Problem 1:
According to the article on AMC Entertainment, when is AMC scheduled to report earnings?
Problem 2:
From the article on AMC Entertainment, reproduce word for word the passage that begins at the words "AMC is set to" and stops after "most cases nonoperational.".

Extract provided:

· · ·

AMC Entertainment may have tripled from its lows during the height of the panic selling, but the company disclosed in a filing with the U.S. Securities & Exchange Commission that the company has “substantial doubt” that it can remain open for business. The company is looking to trim its debt down, but the reality is that it’s at risk with no revenues and many fixed costs just to keep the leases and structures in good working order.

AMC is set to report earnings on Tuesday, June 9, after the market closes, and there are no hopes that there can be anything good in the first quarter. For guidance, how can they even get people into the movie theaters yet? Moviemakers also are delaying key movie releases because they have already sunk their costs and want to recoup those costs with live theater revenues. “Mulan” and the two or three decade late sequel to “Top Gun” are just some of the films that were delayed, and movie and filming production are still in most cases nonoperational.

AMD might lose as much as $2 billion on a net basis, but the company is planning to lower its outstanding debt by 20% via a debt exchange offer to certain bondholders to lower the principal due while bumping its interest rates on the notes. The notes at issue have a face value of about $2.3 billion with an average coupon of 6% or so. The proposed exchange would cut the principal due in half but would take the interest rates up closer to 12%.

Even with reducing the amount due ahead by half, and even keeping its interest payments flat due to the exchange, AMC’s future is in doubt. Its quarterly interest payments would be flat at $94 million, while its fixed expenses remain far about realistic new-normal operating expenses with employees, rents, improvements and so on.

Wedbush Securities believes that the current release slate of films appears to be overly optimistic. The firm’s Michael Pachter also noted that the probability of a reshuttering of theaters and additional delays to the movie release dates present real risks for AMC.

Wedbush sees a slow recovery throughout this theater chain’s global footprint. Europe is poised for an earlier opening, but a delay in release dates would keep consumers away from wanting to go see live movies for longer. Pachter noted that AMC’s solvency may remain an issue. The firm’s Neutral rating was maintained, and the former $3 price target was raised to $5. The company’s normalized valuations also assume “things return to normal by 2022.”

On May 25, MKM Partners raised AMC’s target to $5 from $1 and raised its former Sell rating to Neutral. MKM’s Eric Handler had downgraded AMC to Sell back on April 9, and his view at that time was that the bankruptcy risks were lower with a reopening in July to August. Handler’s report did voice concern over its net leverage and absolute level of debt, but that was also before AMC’s “substantial doubt” warning.

Short sellers remain rather active in the theater companies. Cinemark’s short interest of 12.65 million shares in the last report was about 12% of its entire float. AMC had a short interest of 22.64 million shares on last look, or about 44% of its float.

AMC’s shares were trading down 1.8% at $5.36 on Thursday, in a 52-week range of $1.95 to $12.49. Cinemark’s stock was up over 1% at $16.60, and its 52-week range was $5.71 to $41.60.

· · ·

Data entries:
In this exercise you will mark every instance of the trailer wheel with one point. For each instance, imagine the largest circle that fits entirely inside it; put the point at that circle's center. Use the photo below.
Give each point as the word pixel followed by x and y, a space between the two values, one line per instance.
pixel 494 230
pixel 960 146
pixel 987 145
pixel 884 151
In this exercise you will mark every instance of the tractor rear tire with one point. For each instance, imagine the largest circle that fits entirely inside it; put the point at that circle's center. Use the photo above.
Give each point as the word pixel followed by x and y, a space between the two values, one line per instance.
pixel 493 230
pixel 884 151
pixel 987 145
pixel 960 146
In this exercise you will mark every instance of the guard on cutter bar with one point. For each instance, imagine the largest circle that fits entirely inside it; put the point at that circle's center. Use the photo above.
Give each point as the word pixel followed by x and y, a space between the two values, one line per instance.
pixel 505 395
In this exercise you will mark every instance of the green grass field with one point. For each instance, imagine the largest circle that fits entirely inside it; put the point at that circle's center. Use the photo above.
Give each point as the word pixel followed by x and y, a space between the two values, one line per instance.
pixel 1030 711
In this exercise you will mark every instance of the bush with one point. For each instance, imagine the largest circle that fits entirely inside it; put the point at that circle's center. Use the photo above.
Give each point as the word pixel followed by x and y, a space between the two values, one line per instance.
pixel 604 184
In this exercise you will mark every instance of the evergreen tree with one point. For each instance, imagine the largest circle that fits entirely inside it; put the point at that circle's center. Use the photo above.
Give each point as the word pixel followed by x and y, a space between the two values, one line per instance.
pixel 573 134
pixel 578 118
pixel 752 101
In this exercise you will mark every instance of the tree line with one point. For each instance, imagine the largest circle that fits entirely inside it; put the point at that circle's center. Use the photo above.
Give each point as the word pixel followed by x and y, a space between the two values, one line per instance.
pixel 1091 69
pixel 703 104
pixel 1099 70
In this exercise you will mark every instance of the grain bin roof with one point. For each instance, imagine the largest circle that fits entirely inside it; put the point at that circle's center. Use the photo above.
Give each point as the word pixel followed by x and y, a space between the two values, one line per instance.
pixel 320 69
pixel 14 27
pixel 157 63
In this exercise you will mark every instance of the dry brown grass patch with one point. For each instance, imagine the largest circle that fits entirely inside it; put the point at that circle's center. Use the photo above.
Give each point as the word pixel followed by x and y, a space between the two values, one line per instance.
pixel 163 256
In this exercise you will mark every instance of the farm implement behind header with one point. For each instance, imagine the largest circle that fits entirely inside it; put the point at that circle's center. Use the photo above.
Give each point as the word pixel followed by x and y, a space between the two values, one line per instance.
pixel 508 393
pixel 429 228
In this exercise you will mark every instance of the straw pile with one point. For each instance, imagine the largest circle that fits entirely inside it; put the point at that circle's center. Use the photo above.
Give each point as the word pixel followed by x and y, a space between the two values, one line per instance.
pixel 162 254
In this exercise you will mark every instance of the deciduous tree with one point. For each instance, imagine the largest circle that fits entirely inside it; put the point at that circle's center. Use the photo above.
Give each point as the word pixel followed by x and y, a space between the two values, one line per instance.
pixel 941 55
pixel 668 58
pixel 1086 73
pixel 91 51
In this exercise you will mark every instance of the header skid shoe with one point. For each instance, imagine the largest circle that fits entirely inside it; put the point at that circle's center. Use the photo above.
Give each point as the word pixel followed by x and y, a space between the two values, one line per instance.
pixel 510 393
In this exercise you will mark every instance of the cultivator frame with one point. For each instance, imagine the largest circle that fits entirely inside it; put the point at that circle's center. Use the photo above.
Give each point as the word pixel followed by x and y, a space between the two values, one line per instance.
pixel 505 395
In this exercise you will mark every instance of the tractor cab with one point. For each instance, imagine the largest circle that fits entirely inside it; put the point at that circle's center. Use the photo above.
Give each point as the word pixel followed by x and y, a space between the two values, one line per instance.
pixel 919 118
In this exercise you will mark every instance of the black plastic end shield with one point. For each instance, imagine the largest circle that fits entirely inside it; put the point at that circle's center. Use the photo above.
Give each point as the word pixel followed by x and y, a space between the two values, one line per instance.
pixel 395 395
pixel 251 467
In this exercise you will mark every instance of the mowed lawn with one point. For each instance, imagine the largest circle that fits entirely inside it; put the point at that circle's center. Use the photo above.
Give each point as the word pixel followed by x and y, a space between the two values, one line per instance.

· · ·

Complete response 1:
Tuesday, June 9, after the market closes.

Complete response 2:
AMC is set to report earnings on Tuesday, June 9, after the market closes, and there are no hopes that there can be anything good in the first quarter. For guidance, how can they even get people into the movie theaters yet? Moviemakers also are delaying key movie releases because they have already sunk their costs and want to recoup those costs with live theater revenues. “Mulan” and the two or three decade late sequel to “Top Gun” are just some of the films that were delayed, and movie and filming production are still in most cases nonoperational.